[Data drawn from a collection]
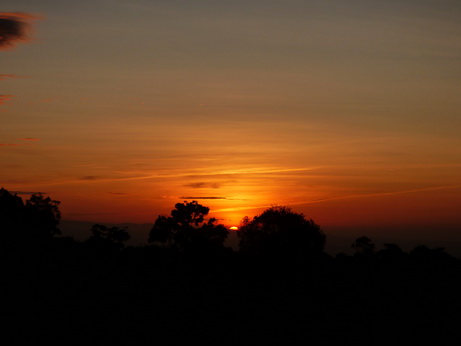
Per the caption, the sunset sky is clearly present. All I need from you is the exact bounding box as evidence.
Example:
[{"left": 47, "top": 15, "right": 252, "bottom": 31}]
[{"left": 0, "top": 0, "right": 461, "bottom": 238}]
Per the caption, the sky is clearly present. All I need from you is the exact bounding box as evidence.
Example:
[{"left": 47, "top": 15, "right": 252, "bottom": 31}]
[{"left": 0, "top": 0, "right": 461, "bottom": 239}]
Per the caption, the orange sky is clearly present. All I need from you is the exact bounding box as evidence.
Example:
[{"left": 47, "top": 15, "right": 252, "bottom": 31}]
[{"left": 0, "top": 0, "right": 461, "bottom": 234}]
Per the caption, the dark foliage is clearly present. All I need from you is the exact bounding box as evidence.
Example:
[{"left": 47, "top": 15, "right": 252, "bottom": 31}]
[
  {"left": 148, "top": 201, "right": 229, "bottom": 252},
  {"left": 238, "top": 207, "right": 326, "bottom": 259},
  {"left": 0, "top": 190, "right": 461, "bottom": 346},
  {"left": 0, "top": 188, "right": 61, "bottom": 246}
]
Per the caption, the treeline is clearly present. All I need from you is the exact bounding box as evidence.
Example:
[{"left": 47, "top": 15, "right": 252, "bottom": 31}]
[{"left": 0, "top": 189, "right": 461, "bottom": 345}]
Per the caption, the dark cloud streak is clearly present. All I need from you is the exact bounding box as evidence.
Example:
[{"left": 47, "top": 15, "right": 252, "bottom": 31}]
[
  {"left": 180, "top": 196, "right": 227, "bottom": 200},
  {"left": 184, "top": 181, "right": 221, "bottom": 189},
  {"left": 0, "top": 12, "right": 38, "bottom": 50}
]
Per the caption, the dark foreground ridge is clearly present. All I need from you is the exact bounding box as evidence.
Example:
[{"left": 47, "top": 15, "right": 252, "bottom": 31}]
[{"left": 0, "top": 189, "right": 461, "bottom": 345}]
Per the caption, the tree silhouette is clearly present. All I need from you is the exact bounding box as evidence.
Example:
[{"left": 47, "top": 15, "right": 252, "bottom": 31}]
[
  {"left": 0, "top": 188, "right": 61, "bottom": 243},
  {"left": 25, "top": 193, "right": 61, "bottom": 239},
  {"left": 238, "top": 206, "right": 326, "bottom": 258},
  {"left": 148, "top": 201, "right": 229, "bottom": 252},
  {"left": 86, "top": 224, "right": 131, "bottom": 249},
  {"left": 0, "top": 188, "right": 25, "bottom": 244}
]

==

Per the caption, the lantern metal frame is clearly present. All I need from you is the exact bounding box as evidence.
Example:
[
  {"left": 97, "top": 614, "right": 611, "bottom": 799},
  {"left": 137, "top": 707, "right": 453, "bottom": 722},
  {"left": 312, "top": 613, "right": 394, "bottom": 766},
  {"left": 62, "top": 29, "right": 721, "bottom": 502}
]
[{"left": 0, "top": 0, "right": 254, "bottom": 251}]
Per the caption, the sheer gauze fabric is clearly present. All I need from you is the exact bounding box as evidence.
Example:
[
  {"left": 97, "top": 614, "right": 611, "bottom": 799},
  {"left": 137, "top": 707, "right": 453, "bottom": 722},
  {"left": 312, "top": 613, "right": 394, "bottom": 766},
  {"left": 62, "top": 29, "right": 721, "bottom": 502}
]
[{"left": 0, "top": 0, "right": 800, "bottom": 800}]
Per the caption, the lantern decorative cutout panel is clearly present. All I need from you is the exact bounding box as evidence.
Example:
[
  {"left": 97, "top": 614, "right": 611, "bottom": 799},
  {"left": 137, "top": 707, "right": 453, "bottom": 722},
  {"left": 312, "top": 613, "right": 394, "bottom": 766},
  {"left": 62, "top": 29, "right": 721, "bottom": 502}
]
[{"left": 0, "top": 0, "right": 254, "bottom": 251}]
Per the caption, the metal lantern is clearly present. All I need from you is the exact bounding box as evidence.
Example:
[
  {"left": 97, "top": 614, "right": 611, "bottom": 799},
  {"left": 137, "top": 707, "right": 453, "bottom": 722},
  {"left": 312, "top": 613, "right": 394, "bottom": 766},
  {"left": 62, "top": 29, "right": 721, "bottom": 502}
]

* * *

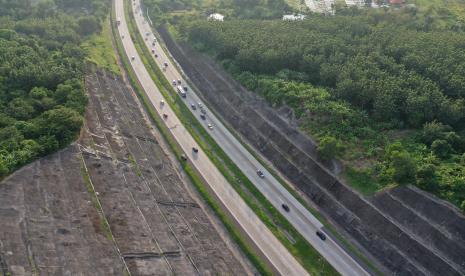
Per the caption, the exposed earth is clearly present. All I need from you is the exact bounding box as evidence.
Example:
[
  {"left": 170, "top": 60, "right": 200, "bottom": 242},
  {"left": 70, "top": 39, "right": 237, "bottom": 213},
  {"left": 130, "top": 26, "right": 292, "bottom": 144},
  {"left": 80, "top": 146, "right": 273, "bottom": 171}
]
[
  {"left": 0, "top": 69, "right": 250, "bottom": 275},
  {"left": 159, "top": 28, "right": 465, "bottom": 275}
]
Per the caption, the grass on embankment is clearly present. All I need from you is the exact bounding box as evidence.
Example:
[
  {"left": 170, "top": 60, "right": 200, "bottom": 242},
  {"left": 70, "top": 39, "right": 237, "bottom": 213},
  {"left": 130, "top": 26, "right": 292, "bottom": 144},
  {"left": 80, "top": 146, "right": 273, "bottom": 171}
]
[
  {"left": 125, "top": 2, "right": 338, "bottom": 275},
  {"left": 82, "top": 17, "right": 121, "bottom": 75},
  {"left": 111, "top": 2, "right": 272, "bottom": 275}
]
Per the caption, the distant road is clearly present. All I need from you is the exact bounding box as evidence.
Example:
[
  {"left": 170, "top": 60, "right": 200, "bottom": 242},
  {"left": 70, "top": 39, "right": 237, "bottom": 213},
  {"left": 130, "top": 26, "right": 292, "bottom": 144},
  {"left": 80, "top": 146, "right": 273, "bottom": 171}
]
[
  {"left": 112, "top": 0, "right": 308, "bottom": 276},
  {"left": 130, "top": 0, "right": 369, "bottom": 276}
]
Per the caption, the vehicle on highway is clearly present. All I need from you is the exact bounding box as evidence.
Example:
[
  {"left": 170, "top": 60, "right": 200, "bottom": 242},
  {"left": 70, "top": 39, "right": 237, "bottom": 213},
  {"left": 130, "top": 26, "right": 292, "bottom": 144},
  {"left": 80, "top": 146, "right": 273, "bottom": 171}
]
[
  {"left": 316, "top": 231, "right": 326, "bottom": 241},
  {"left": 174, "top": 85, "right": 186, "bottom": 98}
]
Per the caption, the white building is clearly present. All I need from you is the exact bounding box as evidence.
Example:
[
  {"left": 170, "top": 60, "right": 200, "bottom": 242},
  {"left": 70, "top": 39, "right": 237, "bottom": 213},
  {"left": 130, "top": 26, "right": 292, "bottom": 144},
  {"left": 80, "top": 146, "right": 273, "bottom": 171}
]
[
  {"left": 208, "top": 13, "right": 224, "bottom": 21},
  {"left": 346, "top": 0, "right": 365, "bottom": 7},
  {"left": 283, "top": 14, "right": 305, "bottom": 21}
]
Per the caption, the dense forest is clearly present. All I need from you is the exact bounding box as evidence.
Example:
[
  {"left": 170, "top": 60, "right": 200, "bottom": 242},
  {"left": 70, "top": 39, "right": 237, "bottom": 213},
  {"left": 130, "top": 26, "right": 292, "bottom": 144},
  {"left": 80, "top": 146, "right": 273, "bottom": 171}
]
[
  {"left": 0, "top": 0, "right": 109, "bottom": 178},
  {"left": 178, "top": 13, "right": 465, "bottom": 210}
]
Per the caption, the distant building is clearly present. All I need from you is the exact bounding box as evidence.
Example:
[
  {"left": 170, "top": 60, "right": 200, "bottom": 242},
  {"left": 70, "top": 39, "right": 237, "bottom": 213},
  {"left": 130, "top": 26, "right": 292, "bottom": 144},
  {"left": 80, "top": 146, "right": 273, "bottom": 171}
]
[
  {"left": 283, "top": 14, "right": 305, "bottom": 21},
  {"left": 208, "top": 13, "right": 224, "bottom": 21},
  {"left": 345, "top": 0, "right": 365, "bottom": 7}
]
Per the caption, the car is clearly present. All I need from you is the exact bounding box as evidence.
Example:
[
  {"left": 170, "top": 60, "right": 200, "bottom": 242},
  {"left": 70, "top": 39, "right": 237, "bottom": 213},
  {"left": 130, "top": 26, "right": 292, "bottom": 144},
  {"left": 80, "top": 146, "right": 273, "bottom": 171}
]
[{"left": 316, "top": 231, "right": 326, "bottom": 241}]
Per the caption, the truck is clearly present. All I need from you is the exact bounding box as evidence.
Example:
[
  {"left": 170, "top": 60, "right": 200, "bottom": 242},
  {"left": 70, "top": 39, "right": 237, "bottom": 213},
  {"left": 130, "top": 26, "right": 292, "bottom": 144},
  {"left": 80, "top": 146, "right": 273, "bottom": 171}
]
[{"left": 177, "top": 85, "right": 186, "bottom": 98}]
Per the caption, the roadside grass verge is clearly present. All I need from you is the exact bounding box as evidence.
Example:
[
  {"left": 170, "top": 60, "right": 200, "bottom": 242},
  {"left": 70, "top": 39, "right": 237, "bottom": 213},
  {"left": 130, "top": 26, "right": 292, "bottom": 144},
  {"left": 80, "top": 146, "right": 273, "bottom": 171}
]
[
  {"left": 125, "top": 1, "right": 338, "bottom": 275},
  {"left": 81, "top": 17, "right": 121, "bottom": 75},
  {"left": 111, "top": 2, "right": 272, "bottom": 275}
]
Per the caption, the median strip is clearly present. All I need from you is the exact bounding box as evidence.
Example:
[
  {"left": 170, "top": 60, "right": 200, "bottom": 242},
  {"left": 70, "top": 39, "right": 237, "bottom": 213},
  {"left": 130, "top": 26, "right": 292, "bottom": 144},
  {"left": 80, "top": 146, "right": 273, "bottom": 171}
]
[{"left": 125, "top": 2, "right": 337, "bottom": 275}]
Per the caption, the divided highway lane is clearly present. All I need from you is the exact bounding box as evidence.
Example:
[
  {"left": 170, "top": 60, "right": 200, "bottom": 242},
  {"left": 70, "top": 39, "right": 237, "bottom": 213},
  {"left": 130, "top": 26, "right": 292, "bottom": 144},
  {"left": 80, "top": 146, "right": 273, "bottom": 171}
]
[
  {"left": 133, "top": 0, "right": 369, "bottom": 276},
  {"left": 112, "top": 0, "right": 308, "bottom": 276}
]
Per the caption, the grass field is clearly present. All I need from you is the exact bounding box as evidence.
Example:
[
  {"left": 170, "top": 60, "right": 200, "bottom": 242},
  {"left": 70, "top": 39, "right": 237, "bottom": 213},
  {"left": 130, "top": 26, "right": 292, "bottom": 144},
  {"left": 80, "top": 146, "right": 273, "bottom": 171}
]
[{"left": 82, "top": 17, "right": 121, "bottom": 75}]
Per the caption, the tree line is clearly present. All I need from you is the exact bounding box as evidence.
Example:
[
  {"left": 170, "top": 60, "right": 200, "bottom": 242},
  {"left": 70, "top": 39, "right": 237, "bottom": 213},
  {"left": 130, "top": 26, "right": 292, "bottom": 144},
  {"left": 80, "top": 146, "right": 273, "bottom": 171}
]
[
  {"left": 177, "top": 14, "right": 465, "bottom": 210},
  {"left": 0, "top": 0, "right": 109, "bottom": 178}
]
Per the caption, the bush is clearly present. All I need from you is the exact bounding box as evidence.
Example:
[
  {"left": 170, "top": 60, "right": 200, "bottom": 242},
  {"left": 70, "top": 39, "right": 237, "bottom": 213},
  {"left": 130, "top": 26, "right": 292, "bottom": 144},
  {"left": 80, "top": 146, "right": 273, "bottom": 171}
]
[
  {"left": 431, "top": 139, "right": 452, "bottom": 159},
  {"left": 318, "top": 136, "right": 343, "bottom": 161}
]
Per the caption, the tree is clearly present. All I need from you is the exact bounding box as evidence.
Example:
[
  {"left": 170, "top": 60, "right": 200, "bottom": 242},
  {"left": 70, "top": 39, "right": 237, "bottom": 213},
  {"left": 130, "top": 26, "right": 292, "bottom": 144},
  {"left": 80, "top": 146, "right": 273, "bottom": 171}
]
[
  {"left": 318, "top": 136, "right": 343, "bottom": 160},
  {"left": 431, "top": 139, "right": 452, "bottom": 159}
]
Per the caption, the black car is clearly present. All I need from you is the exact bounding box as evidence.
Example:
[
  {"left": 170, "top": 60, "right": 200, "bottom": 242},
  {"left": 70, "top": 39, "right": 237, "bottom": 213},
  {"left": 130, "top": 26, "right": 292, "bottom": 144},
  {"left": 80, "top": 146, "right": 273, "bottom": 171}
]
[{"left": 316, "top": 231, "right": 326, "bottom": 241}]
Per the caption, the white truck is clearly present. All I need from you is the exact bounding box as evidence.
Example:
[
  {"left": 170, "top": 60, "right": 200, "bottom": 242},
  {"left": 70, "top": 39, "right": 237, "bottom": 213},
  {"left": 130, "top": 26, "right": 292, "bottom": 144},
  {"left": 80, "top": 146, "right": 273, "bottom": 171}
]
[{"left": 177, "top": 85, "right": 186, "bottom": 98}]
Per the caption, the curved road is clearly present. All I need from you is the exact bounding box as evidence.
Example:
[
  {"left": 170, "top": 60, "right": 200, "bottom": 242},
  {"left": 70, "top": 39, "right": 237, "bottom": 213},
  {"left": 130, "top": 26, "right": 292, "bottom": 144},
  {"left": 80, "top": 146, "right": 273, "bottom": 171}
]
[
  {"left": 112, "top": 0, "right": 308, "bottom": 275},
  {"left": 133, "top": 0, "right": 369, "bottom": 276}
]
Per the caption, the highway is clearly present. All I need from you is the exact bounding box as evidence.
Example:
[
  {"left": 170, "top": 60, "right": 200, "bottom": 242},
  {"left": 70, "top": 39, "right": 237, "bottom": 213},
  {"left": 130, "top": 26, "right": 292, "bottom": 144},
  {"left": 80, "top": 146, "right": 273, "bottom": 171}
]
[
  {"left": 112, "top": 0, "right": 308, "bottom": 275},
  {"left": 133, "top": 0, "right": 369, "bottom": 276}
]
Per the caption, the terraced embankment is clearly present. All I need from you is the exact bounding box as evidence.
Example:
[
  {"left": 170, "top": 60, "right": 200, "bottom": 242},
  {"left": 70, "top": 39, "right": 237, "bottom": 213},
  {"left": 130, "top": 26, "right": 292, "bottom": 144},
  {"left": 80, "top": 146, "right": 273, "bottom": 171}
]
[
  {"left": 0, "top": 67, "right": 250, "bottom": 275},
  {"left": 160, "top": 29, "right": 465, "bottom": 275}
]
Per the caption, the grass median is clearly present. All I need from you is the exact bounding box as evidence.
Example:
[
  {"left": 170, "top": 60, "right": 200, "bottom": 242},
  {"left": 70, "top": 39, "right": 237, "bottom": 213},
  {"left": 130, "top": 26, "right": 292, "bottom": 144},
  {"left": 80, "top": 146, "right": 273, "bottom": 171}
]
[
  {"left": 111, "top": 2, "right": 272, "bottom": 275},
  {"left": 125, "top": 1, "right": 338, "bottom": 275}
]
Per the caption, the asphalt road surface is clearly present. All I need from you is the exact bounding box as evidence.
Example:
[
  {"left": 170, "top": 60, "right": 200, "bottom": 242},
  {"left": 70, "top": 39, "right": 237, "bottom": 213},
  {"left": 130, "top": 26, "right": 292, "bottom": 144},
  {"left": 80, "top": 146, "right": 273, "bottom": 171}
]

• [Problem requirements] Count how many lines in the items above contain the string "lantern" with matching case, and reply with only that number.

• [Task result] 3